● **Work instructions**
Please repeat exactly the lines below from the one containing "column 11, row 25" down to the one containing "column 414, row 107", both included, and nothing else.
--- Records to process ---
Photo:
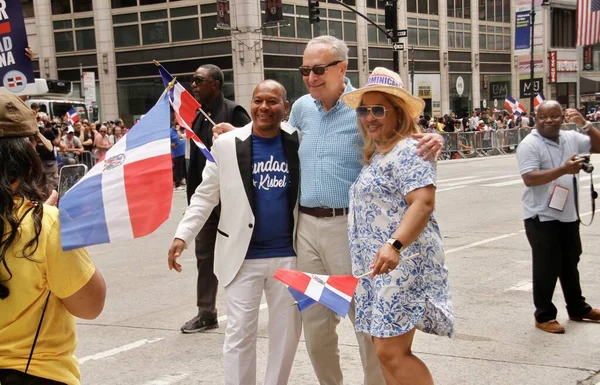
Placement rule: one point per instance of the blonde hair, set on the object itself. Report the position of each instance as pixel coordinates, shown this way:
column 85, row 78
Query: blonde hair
column 405, row 127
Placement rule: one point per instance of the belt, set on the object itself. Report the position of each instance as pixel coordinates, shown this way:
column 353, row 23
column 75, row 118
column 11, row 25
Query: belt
column 323, row 212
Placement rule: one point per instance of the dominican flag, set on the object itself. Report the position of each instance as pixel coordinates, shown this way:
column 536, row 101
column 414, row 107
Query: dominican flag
column 513, row 105
column 72, row 116
column 538, row 100
column 185, row 107
column 334, row 291
column 128, row 194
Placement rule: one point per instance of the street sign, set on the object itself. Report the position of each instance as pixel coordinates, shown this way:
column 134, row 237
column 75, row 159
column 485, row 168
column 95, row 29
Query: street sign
column 398, row 46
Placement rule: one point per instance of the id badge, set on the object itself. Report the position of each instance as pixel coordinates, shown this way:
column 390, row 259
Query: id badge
column 558, row 198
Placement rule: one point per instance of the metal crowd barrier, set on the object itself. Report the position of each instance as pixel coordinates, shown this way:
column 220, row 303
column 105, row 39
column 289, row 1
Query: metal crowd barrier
column 486, row 143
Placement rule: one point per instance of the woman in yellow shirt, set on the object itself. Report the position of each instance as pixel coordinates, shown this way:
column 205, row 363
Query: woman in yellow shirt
column 42, row 287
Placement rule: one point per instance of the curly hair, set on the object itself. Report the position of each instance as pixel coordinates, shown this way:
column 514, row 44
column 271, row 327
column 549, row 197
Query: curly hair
column 21, row 176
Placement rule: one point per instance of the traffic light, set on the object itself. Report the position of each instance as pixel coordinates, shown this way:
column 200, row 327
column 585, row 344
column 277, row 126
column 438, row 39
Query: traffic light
column 313, row 11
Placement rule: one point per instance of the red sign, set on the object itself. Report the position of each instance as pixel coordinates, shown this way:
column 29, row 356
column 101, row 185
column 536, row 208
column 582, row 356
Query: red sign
column 552, row 61
column 588, row 61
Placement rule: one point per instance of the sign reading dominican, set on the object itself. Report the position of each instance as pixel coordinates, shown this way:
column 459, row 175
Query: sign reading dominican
column 16, row 69
column 523, row 30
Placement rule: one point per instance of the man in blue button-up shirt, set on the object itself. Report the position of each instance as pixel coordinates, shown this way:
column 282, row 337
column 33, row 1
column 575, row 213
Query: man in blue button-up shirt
column 330, row 154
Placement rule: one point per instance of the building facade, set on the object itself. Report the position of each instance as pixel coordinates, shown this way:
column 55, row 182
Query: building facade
column 458, row 55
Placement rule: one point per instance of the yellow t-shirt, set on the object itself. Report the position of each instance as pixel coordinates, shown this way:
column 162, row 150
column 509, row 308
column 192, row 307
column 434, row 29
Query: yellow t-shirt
column 49, row 268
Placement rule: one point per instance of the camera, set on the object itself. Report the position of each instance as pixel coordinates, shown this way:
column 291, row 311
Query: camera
column 586, row 165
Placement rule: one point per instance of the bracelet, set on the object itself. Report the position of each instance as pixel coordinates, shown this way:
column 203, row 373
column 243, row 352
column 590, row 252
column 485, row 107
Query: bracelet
column 586, row 127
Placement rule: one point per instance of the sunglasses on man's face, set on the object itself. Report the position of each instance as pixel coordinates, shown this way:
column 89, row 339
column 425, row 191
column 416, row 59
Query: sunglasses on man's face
column 198, row 80
column 318, row 70
column 377, row 111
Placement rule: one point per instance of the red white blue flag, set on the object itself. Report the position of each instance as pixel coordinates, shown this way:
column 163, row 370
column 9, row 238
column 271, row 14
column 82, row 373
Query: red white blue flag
column 538, row 100
column 513, row 105
column 72, row 116
column 334, row 291
column 185, row 107
column 128, row 194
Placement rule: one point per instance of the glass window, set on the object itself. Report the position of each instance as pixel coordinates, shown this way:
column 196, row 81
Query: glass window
column 490, row 42
column 27, row 6
column 459, row 40
column 423, row 37
column 335, row 14
column 458, row 9
column 62, row 24
column 302, row 10
column 350, row 32
column 288, row 31
column 87, row 22
column 60, row 7
column 209, row 23
column 482, row 9
column 208, row 8
column 126, row 18
column 451, row 39
column 303, row 28
column 153, row 15
column 126, row 36
column 411, row 6
column 433, row 7
column 434, row 37
column 63, row 41
column 185, row 11
column 85, row 39
column 186, row 29
column 124, row 3
column 155, row 33
column 82, row 5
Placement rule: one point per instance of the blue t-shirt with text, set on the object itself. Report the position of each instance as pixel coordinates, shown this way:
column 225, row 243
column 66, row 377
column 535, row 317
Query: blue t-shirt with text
column 272, row 235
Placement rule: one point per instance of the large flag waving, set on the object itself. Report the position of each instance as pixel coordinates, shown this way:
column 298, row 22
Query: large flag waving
column 128, row 194
column 185, row 108
column 334, row 291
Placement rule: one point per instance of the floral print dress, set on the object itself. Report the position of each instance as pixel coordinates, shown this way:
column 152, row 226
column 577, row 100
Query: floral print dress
column 416, row 293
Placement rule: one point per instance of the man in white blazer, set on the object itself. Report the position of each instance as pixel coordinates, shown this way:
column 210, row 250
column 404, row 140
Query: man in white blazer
column 256, row 179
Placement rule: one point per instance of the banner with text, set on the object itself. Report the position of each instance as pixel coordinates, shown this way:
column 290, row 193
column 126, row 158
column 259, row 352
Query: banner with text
column 16, row 69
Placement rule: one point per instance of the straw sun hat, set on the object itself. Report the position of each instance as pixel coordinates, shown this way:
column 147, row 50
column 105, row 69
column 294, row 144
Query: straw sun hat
column 389, row 82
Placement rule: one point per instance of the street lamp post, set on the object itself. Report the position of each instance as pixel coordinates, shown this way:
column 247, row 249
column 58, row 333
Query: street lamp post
column 531, row 73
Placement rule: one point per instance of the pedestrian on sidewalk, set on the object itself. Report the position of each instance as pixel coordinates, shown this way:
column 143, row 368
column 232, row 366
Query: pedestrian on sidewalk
column 256, row 179
column 547, row 163
column 391, row 218
column 207, row 87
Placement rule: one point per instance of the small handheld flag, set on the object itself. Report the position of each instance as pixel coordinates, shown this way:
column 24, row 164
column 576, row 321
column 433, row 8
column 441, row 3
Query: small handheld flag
column 538, row 100
column 334, row 291
column 129, row 194
column 72, row 116
column 185, row 106
column 513, row 105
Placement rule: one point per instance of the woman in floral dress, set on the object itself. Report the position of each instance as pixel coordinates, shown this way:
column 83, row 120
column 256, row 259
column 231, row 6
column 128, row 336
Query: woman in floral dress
column 394, row 233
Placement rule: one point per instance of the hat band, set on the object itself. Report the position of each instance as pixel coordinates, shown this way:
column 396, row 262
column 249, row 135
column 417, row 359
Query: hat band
column 382, row 80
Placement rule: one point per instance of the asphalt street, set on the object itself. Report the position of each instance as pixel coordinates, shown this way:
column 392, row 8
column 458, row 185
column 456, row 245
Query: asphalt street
column 137, row 341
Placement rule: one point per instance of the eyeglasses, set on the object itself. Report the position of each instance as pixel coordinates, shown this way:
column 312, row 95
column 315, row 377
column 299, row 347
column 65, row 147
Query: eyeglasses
column 377, row 111
column 318, row 70
column 199, row 80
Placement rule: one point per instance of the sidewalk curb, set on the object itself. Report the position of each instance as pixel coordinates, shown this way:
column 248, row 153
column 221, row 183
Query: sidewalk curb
column 593, row 380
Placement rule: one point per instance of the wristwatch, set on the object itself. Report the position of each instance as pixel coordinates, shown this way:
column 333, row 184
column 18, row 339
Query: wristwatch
column 586, row 127
column 396, row 244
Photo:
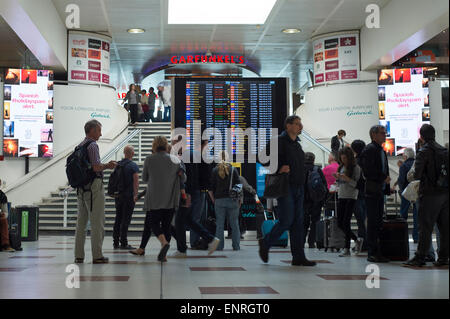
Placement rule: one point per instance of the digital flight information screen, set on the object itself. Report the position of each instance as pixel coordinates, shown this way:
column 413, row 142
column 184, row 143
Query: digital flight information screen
column 231, row 106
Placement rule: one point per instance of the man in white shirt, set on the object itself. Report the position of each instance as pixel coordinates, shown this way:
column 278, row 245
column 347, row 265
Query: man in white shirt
column 165, row 88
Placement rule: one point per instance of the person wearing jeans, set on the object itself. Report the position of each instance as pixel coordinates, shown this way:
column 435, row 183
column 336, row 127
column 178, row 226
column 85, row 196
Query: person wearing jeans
column 374, row 164
column 223, row 177
column 291, row 160
column 402, row 182
column 126, row 199
column 229, row 208
column 433, row 197
column 4, row 233
column 312, row 207
column 133, row 99
column 347, row 178
column 164, row 175
column 91, row 199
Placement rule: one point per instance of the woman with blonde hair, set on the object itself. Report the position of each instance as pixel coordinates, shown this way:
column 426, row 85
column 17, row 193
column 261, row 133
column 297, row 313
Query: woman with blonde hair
column 134, row 100
column 163, row 174
column 222, row 177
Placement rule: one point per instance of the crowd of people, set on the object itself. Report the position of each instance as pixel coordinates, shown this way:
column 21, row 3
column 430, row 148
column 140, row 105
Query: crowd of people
column 357, row 181
column 357, row 177
column 141, row 104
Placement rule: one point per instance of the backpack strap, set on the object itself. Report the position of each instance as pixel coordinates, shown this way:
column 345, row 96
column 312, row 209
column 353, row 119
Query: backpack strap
column 231, row 177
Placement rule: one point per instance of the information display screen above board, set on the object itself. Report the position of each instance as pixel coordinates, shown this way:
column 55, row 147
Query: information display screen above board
column 88, row 57
column 28, row 113
column 403, row 106
column 231, row 103
column 336, row 58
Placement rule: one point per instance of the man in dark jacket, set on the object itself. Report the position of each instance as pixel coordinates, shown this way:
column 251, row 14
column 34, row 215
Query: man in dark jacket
column 126, row 200
column 375, row 168
column 291, row 160
column 431, row 168
column 337, row 142
column 360, row 207
column 402, row 182
column 313, row 207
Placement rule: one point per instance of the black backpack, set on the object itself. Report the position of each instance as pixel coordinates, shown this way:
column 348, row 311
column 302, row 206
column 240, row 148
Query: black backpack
column 116, row 183
column 441, row 162
column 78, row 167
column 317, row 191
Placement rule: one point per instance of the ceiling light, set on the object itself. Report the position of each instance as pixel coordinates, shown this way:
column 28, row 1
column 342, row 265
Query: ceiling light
column 135, row 30
column 291, row 30
column 215, row 12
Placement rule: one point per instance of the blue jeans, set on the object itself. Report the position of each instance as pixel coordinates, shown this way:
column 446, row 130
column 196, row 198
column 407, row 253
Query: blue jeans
column 438, row 237
column 227, row 207
column 167, row 113
column 198, row 207
column 404, row 207
column 361, row 215
column 290, row 216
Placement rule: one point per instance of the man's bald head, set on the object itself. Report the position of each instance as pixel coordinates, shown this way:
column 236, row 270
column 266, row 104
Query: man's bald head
column 128, row 151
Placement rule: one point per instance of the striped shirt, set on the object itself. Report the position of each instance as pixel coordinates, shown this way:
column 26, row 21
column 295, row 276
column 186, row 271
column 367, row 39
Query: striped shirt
column 93, row 154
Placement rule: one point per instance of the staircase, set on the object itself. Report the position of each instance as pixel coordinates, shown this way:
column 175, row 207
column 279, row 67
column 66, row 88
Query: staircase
column 51, row 210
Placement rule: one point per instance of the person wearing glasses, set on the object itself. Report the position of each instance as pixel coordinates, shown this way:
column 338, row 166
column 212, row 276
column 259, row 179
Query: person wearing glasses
column 375, row 168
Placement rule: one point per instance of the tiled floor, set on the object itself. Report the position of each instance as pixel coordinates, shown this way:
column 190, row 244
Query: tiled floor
column 40, row 271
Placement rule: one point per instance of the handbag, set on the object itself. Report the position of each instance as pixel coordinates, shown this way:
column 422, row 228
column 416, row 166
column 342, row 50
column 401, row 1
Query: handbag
column 276, row 185
column 411, row 192
column 235, row 192
column 372, row 187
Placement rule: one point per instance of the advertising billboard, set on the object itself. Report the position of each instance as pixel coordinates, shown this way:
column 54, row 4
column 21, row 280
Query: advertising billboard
column 403, row 106
column 28, row 113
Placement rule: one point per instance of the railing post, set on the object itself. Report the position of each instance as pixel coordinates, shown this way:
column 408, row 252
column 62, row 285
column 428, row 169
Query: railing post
column 66, row 195
column 323, row 159
column 140, row 146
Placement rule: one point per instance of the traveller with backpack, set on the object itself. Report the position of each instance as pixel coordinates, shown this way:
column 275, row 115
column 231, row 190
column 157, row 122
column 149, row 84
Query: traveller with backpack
column 431, row 168
column 124, row 186
column 360, row 211
column 224, row 179
column 315, row 194
column 84, row 172
column 5, row 244
column 347, row 177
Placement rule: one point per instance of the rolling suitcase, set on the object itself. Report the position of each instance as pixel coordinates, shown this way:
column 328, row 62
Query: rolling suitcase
column 27, row 219
column 15, row 240
column 394, row 243
column 334, row 237
column 267, row 228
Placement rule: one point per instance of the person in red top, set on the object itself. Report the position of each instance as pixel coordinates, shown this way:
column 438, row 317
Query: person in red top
column 328, row 172
column 330, row 169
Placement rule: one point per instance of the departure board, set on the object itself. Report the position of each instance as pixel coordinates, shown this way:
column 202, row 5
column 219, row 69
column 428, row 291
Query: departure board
column 227, row 105
column 257, row 103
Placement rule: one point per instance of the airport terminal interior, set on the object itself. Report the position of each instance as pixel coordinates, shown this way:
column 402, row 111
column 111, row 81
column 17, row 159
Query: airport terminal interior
column 339, row 78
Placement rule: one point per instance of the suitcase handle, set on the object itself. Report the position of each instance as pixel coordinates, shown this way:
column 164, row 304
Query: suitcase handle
column 265, row 215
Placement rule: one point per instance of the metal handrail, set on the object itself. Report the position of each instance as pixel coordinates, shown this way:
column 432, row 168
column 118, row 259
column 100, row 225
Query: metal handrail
column 64, row 194
column 119, row 146
column 315, row 142
column 83, row 83
column 325, row 151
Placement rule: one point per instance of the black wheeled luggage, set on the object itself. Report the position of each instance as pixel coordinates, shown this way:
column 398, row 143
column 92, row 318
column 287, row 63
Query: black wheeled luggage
column 394, row 243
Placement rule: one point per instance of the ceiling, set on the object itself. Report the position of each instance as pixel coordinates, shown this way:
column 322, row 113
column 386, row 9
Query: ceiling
column 13, row 52
column 279, row 54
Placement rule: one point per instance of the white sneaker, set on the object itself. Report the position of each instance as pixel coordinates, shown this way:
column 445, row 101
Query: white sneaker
column 346, row 253
column 178, row 254
column 358, row 245
column 212, row 246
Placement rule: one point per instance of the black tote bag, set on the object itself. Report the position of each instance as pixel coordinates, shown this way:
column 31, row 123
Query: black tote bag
column 276, row 185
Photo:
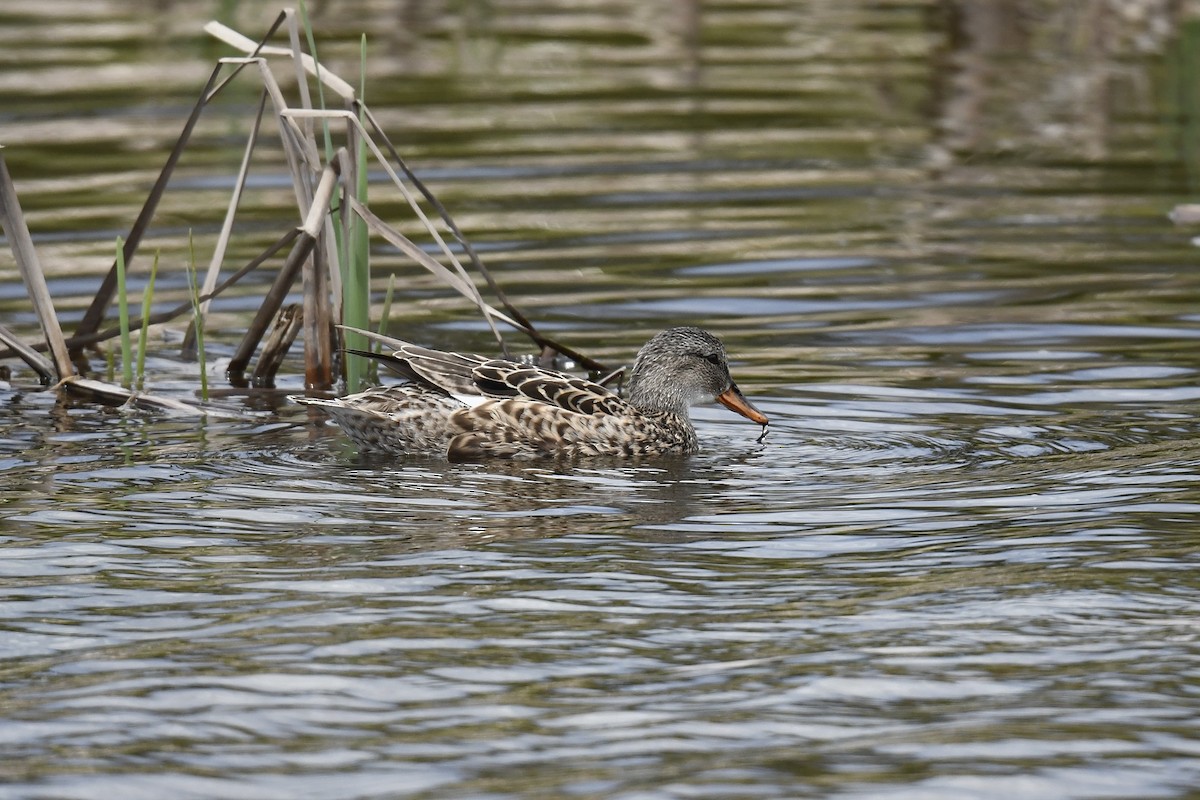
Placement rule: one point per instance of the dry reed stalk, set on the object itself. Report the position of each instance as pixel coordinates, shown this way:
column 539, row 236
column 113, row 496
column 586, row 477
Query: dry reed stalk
column 112, row 395
column 222, row 245
column 36, row 361
column 22, row 245
column 96, row 311
column 276, row 346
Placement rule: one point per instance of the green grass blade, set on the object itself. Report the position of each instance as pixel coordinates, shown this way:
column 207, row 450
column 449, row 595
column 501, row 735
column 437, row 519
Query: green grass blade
column 147, row 300
column 192, row 287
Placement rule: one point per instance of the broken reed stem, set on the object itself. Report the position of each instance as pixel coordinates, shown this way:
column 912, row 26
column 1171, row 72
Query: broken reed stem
column 357, row 287
column 95, row 313
column 143, row 336
column 36, row 361
column 123, row 311
column 23, row 251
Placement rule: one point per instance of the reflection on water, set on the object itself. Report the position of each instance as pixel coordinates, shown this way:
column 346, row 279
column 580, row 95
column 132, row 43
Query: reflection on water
column 963, row 563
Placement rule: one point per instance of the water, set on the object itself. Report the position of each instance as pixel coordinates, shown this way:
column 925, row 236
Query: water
column 963, row 564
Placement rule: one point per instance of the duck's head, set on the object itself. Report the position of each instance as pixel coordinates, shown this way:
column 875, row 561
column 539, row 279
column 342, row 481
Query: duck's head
column 683, row 367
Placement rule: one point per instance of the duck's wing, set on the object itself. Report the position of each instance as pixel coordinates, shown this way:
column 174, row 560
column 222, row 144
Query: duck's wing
column 499, row 378
column 466, row 376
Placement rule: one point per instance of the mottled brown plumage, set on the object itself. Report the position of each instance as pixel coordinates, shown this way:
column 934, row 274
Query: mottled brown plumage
column 471, row 407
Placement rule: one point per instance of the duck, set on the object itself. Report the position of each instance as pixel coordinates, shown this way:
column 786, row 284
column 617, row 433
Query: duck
column 467, row 407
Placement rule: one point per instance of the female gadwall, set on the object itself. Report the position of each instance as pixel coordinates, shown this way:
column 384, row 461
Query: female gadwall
column 471, row 407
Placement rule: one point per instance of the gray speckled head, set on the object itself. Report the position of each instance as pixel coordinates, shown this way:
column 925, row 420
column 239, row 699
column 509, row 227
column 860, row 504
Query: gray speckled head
column 678, row 368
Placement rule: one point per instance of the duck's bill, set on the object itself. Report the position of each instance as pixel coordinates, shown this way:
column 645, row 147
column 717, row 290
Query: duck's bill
column 733, row 400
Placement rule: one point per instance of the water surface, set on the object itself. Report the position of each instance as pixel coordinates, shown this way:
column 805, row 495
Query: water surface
column 963, row 564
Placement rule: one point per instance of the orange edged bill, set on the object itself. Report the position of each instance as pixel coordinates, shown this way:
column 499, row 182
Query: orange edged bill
column 733, row 400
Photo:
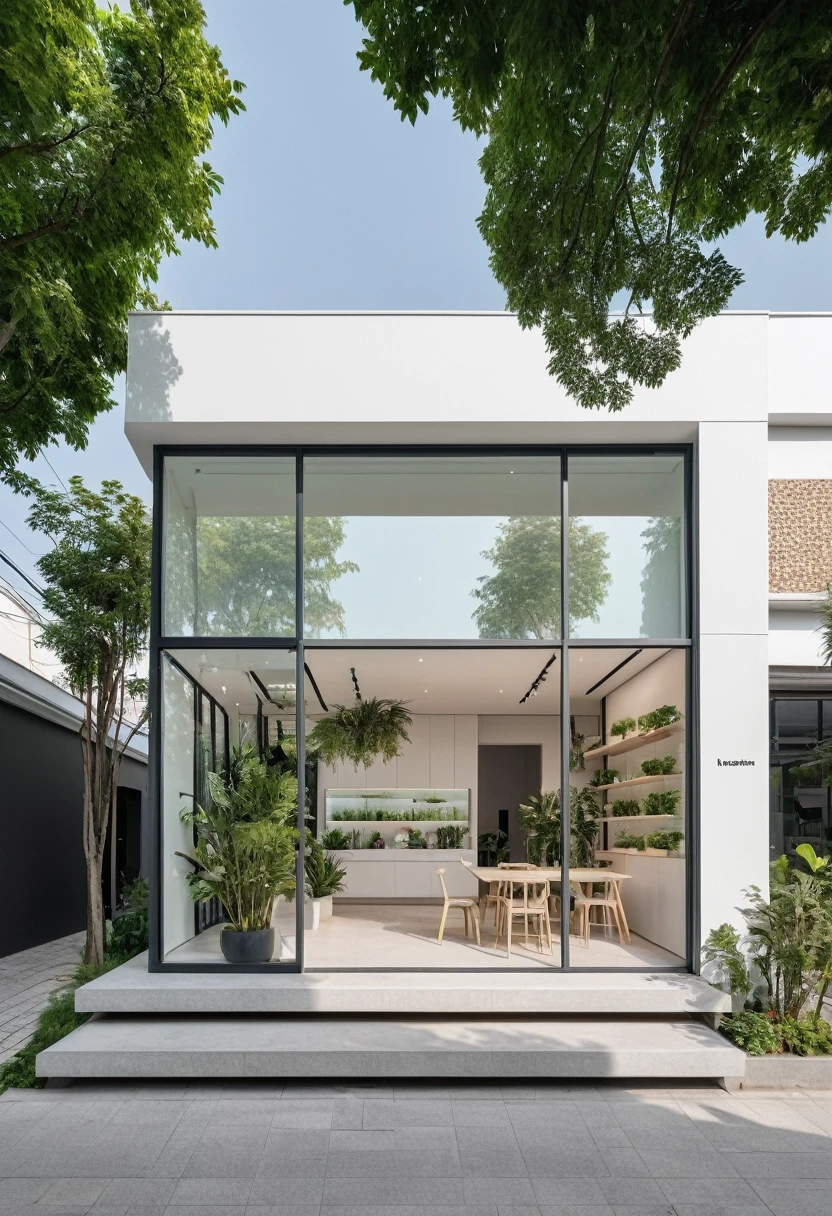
---
● **Your solution**
column 11, row 25
Query: belt
column 323, row 212
Placement rule: one point per instance of the dominican flag, set on the object itself. Report the position of each instance as pixel coordinates, shown this way:
column 536, row 101
column 414, row 107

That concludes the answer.